WHAT THE TASK ASKS: From the line that includes "the blue sky" to the closing line of the data, please transcribe every line exactly and add nothing.

DATA SUPPLIED:
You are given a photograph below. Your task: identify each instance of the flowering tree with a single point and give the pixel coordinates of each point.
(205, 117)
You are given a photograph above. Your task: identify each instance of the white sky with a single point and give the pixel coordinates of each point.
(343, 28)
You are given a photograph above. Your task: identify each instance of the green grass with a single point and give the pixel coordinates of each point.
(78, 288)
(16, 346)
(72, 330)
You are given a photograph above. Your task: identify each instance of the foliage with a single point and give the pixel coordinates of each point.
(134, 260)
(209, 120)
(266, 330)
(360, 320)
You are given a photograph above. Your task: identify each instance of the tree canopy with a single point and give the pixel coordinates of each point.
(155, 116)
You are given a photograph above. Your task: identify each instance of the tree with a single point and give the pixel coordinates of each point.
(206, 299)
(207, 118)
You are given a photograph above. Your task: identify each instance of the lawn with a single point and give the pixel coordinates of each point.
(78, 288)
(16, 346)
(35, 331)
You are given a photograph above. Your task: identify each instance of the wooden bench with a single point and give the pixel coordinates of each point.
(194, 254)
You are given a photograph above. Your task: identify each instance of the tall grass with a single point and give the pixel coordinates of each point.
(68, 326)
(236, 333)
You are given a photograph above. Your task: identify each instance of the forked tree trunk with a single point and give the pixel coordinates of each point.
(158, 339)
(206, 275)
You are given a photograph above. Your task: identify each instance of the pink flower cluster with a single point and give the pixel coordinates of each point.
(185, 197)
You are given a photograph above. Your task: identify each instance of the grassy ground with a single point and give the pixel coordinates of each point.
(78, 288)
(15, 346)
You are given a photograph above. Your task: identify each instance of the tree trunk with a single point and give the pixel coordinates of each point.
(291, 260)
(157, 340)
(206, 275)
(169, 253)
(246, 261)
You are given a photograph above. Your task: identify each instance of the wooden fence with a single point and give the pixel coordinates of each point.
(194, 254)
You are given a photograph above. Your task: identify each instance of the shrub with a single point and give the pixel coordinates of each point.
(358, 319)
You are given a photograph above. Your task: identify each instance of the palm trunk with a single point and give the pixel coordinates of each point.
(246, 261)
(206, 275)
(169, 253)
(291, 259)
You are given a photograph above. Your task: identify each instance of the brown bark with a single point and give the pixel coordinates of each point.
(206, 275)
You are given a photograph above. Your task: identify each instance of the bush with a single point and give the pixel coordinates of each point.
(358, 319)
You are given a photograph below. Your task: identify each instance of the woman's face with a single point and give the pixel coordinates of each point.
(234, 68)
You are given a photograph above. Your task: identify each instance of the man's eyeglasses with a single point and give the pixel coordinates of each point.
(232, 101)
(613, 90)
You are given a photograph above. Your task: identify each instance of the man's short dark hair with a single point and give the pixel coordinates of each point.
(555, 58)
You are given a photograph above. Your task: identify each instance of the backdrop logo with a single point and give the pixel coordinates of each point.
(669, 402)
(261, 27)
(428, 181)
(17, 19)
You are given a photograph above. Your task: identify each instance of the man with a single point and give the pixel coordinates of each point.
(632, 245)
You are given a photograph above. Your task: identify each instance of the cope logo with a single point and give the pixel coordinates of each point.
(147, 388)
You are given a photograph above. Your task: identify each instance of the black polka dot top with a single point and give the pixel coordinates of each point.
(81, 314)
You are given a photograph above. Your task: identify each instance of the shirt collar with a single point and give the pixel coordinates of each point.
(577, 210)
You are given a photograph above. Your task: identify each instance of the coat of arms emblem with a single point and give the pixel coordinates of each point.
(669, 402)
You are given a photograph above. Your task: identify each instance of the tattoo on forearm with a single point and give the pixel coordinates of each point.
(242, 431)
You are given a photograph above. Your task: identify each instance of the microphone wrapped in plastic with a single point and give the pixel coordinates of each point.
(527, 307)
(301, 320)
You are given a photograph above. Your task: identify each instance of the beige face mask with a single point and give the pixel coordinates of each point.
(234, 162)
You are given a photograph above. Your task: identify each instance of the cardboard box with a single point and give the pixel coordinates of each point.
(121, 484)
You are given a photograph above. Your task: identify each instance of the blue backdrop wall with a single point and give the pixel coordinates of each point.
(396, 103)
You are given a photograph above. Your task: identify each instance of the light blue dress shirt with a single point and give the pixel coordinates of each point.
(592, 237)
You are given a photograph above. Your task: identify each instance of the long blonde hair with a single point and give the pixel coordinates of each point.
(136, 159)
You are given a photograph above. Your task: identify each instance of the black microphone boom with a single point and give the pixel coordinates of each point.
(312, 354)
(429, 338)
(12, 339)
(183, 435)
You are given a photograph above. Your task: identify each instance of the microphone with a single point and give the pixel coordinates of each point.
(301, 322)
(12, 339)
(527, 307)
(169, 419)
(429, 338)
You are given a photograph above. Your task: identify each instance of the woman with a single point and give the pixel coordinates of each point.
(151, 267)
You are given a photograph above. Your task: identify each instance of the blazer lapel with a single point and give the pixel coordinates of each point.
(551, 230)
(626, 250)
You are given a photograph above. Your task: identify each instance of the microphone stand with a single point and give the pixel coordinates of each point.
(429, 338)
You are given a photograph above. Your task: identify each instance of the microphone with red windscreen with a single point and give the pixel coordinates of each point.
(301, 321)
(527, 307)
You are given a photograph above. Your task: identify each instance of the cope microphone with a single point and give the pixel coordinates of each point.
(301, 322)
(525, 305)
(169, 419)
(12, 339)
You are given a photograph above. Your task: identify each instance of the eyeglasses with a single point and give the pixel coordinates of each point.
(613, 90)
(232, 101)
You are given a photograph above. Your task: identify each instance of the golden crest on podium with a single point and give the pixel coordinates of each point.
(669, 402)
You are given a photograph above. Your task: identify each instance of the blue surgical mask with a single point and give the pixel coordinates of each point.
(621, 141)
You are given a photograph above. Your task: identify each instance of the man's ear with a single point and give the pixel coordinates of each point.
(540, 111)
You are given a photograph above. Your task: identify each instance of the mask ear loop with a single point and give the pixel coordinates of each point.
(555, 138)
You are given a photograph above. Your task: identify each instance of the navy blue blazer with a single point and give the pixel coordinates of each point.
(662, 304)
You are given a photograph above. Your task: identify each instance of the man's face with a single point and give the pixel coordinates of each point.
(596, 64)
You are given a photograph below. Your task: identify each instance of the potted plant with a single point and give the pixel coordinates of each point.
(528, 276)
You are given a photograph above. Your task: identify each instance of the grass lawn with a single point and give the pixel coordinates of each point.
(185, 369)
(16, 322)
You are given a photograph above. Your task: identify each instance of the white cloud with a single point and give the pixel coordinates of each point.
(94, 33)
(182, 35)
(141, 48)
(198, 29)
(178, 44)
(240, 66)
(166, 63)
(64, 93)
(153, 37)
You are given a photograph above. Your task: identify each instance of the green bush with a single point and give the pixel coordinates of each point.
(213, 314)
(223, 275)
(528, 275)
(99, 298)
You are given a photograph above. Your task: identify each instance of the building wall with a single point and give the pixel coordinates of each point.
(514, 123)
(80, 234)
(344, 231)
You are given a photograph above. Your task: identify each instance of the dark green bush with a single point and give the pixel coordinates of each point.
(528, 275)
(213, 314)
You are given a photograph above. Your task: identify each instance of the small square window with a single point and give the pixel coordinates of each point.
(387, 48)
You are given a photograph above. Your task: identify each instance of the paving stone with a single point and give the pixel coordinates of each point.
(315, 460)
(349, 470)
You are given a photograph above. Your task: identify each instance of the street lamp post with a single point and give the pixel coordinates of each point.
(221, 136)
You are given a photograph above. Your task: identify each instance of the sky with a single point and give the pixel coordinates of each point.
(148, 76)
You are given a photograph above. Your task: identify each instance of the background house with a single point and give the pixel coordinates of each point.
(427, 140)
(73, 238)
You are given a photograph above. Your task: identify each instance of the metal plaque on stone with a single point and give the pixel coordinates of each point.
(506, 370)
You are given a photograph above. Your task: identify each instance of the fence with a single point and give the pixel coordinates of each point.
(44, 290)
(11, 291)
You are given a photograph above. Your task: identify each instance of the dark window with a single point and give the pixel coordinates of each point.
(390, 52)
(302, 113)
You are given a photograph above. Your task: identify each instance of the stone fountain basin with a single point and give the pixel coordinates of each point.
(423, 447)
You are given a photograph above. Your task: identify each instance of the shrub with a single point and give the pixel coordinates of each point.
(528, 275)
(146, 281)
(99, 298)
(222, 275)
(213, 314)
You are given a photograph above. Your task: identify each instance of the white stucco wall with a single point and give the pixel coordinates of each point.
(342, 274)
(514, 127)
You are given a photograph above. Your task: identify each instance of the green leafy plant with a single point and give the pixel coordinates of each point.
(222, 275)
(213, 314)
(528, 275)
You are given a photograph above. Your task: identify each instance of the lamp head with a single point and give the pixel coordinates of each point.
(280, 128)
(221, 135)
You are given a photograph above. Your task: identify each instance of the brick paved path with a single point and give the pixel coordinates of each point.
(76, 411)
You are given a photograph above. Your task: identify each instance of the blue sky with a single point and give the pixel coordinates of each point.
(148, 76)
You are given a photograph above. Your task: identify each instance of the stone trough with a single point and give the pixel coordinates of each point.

FINISHED TASK:
You are given a photograph above. Your task: identify each instance of the blue sky with a single point and give the pixel coordinates of each point.
(148, 76)
You are given a photograph above. Your task: identify each instance of the stone trough with a single point and give the pixel coordinates of each point.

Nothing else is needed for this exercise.